═════ DATA LINES

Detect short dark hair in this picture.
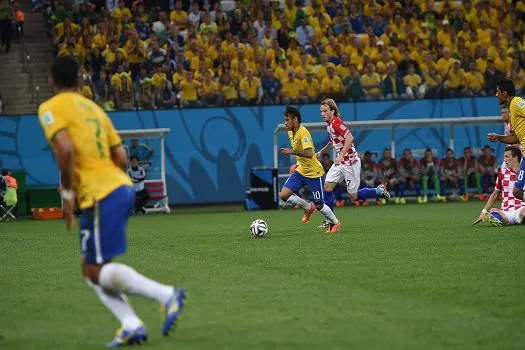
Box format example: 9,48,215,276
284,106,301,123
505,146,521,162
498,78,516,97
51,56,78,89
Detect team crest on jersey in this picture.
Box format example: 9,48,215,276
42,111,55,126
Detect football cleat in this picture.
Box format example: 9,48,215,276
162,288,186,335
377,184,390,199
106,325,148,348
325,222,341,233
317,220,330,229
483,212,503,227
303,203,315,224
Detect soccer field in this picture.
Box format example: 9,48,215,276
0,202,525,350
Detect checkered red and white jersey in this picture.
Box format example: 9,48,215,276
496,168,525,211
326,116,360,165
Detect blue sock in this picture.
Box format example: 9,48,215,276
491,211,503,223
397,181,406,197
414,181,421,197
324,191,335,212
357,188,376,201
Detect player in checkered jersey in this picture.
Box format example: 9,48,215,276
474,146,525,227
318,98,390,213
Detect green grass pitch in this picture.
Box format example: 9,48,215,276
0,202,525,350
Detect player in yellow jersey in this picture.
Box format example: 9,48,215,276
38,56,186,347
487,78,525,200
280,106,341,233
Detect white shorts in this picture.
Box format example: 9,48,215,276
325,162,361,193
501,209,521,225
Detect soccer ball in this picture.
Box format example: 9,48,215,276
250,219,268,237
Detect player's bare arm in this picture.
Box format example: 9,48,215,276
334,132,354,165
487,132,520,145
51,129,75,230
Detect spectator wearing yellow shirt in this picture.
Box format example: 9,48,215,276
445,60,465,97
321,66,344,101
179,71,201,107
199,71,221,107
111,0,133,22
436,47,455,79
424,66,443,98
102,40,118,65
301,69,320,103
403,64,426,100
199,13,217,39
382,63,407,100
437,19,455,49
151,66,167,89
239,69,263,105
281,69,301,104
170,0,188,29
361,63,384,100
464,62,486,96
219,73,239,106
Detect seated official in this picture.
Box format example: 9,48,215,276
128,156,149,214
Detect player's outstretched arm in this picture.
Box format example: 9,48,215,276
51,129,75,190
487,132,520,145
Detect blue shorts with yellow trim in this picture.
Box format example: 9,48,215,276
283,170,324,204
80,186,135,264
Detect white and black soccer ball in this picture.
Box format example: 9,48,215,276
250,219,268,237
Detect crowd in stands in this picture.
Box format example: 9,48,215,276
321,146,499,206
42,0,525,110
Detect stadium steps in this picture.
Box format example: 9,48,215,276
0,0,53,115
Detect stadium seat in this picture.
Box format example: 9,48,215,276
144,180,170,213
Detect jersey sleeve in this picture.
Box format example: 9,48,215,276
106,115,122,148
496,171,503,192
300,129,314,150
38,105,69,142
332,120,350,138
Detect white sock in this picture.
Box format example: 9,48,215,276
320,204,339,224
86,279,142,330
287,194,311,210
98,263,173,304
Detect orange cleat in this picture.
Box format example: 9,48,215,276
303,203,315,224
325,222,341,234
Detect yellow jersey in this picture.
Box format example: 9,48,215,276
509,96,525,155
288,125,324,178
38,92,131,209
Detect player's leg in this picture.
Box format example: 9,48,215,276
417,175,428,203
430,174,446,201
483,208,509,227
474,172,483,193
280,171,315,212
512,158,525,200
305,176,341,233
82,186,186,335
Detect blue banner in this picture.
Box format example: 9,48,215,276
0,97,508,204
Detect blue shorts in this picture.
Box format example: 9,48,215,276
514,158,525,191
283,171,324,204
80,186,135,264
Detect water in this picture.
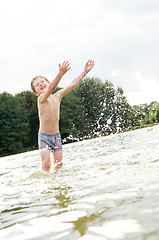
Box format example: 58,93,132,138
0,126,159,240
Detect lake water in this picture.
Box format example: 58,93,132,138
0,126,159,240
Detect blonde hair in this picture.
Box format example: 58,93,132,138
31,76,50,93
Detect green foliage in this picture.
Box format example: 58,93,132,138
0,78,159,156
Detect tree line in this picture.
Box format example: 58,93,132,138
0,78,159,156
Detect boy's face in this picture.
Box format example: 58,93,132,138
33,77,50,96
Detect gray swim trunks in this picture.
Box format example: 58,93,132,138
38,132,62,152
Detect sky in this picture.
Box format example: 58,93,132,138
0,0,159,105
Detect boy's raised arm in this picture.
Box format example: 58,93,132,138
58,60,94,98
39,61,71,102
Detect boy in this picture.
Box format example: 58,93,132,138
31,60,94,172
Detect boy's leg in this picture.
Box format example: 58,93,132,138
40,149,51,172
54,149,63,169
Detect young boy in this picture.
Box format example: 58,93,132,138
31,60,94,172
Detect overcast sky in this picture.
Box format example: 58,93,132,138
0,0,159,104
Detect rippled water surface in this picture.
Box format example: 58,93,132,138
0,126,159,240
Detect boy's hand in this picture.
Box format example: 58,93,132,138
85,60,94,73
59,61,71,75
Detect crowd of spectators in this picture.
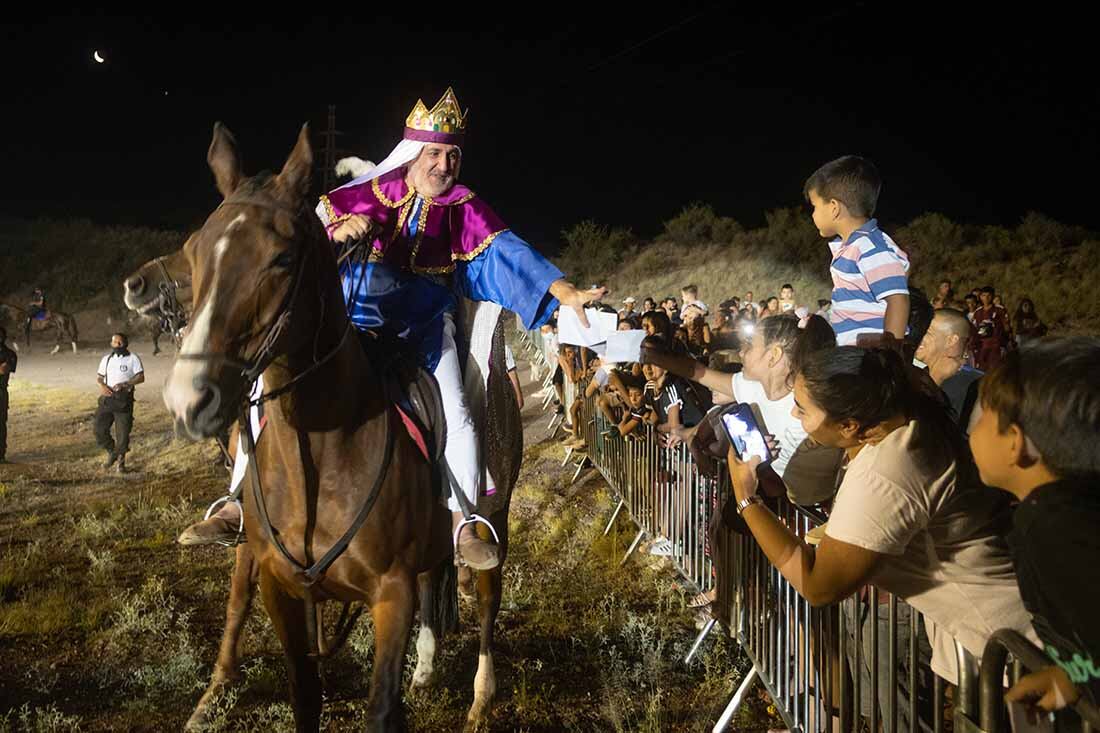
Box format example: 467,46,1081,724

══════════

SHORT EXERCISE:
Turn all of the data above into a numbered list with one line per number and no blank lines. Leave the pictures out.

OUTPUT OF THE TASK:
1. Detect short dark hair in this picture.
2. Box format example: 9,48,215,276
3. 284,106,301,123
4. 505,146,521,162
5. 498,78,516,97
6. 51,56,78,89
7. Detect team crest on jersey in this picture.
8. Box format example: 9,48,215,276
9. 42,111,55,126
10. Detect football cleat in this picture.
11. Box format example: 9,48,215,276
12. 162,288,186,335
13. 377,184,390,199
14. 106,325,148,348
15. 325,222,341,233
16. 317,220,330,229
17. 483,212,503,227
18. 303,203,315,224
19. Detect soccer field in this picture.
20. Box format example: 9,48,215,276
21. 0,202,525,350
22. Detect checkered red and white jersey in this picture.
23. Box format example: 9,48,215,276
24. 496,168,525,211
25. 326,116,360,165
26. Detect blue sock in this picture.
27. Box format example: 9,48,215,276
28. 491,211,503,223
29. 397,181,406,197
30. 414,181,421,197
31. 324,191,335,212
32. 357,188,376,201
33. Detect player in checkered jersey in this picture.
34. Box format example: 9,48,215,276
35. 474,146,525,227
36. 318,98,390,213
37. Detect green grass pitch in this picture.
38. Box format example: 9,48,215,276
39. 0,202,525,350
40. Detect player in yellow jersey in this picture.
41. Box format example: 9,48,215,276
42. 38,56,186,347
43. 487,78,525,200
44. 280,106,341,233
45. Detect white shorts in this picture.
46. Box format example: 9,48,215,276
47. 325,162,361,193
48. 501,209,521,225
49. Detect soccer ball in this picture.
50. Box format example: 9,48,215,276
51. 250,219,268,237
52. Detect player's bare arm in this picture.
53. Box format example: 9,48,215,276
54. 334,132,354,165
55. 487,132,520,145
56. 51,129,75,230
57. Detect spectator wearing yellow shirt in this picture.
58. Box format example: 9,48,215,276
59. 445,60,465,97
60. 321,66,344,101
61. 179,71,201,107
62. 199,71,221,107
63. 111,0,133,22
64. 436,47,455,79
65. 424,66,443,98
66. 102,40,118,65
67. 301,69,320,103
68. 403,64,426,100
69. 199,13,217,39
70. 382,63,407,100
71. 437,19,455,49
72. 151,66,167,89
73. 239,69,263,105
74. 281,69,301,104
75. 170,0,188,29
76. 361,63,384,100
77. 464,62,486,96
78. 219,73,239,106
79. Detect seated official in this picture.
80. Box format example: 9,48,215,276
81. 128,156,149,214
82. Detect player's outstretched arm in this picture.
83. Box format example: 9,48,215,276
84. 51,129,75,190
85. 487,132,520,145
86. Detect blue shorts with yellow trim in this picture.
87. Box format example: 9,48,215,276
88. 283,170,324,204
89. 80,186,135,264
90. Detect white and black soccer ball in this picture.
91. Box format example: 9,48,215,276
92. 250,219,268,237
93. Detect crowd in stands in this picture.
94. Box format example: 9,48,215,276
95. 321,146,499,206
96. 42,0,525,110
97. Detect stadium steps in this picture.
98. Box format example: 9,48,215,276
99. 0,0,53,115
100. Detect stadium seat in this picture.
101. Box format example: 9,48,215,276
102. 144,180,170,213
103. Detect jersey sleeve in this picture.
104. Box format example: 9,48,215,276
105. 106,115,122,148
106. 496,171,503,192
107. 300,129,314,150
108. 38,105,69,142
109. 332,120,350,138
110. Detect white sock in this picture.
111. Box format example: 9,48,215,276
112. 320,204,339,224
113. 86,279,142,330
114. 287,194,311,210
115. 98,263,173,304
116. Detect orange cleat in this picture.
117. Box format example: 9,48,215,276
118. 303,203,315,224
119. 325,222,341,234
120. Detect yellow jersey in this picture.
121. Box format example: 9,48,215,276
122. 509,96,525,155
123. 288,125,324,178
124. 38,92,131,209
125. Detect player's leg in this picture.
126. Box format example: 9,48,215,276
127. 417,175,428,203
128. 430,174,446,201
129. 483,208,509,227
130. 474,172,483,193
131. 280,171,315,212
132. 512,158,525,200
133. 305,176,341,233
134. 82,186,186,335
135. Detect blue banner in this picture.
136. Box format example: 9,48,215,276
137. 0,97,508,204
138. Detect blue shorts in this picture.
139. Box format example: 9,48,215,276
140. 514,158,525,191
141. 283,171,324,204
142. 80,186,135,264
143. Detect water in this picture.
144. Box format example: 58,93,132,138
145. 0,126,159,240
146. Detect lake water in this picture.
147. Box format example: 58,93,132,138
148. 0,126,159,240
149. Detect blonde hair in this picture.
150. Box format example: 58,93,132,138
151. 31,76,50,93
152. Detect green foliage in this picture.
153. Box format example: 58,93,132,138
154. 0,78,159,156
155. Detect tree line in this picture.
156. Box format example: 58,93,132,138
157. 0,78,159,156
158. Detect boy's face in this picture.
159. Box format example: 58,93,132,138
160. 33,77,50,96
161. Detect gray swim trunks in this picture.
162. Box format example: 58,93,132,138
163. 38,132,62,152
164. Detect sky in this picture.
165. Box format example: 58,93,132,138
166. 0,0,159,105
167. Detect boy's raised arm in this picture.
168. Box format example: 58,93,132,138
169. 58,60,94,98
170. 39,61,71,102
171. Detect boy in this picture.
172. Box format example: 58,93,132,138
173. 31,60,94,172
174. Detect boy's leg in this picture.
175. Box format example: 58,93,132,138
176. 40,149,51,172
177. 54,149,63,169
178. Detect young boy in this picture.
179. Box format example: 58,93,132,138
180. 31,60,94,172
181. Detect overcast sky in this picture.
182. Box format example: 58,93,132,138
183. 0,0,159,104
184. Detect rippled water surface in this picture.
185. Box format example: 58,93,132,138
186. 0,126,159,240
187. Detect boy's hand in this picture.
188. Box format example: 58,93,132,138
189. 85,60,94,73
190. 59,61,71,75
191. Detect crowd of spectators in this picture.
192. Box format example: 467,46,1081,724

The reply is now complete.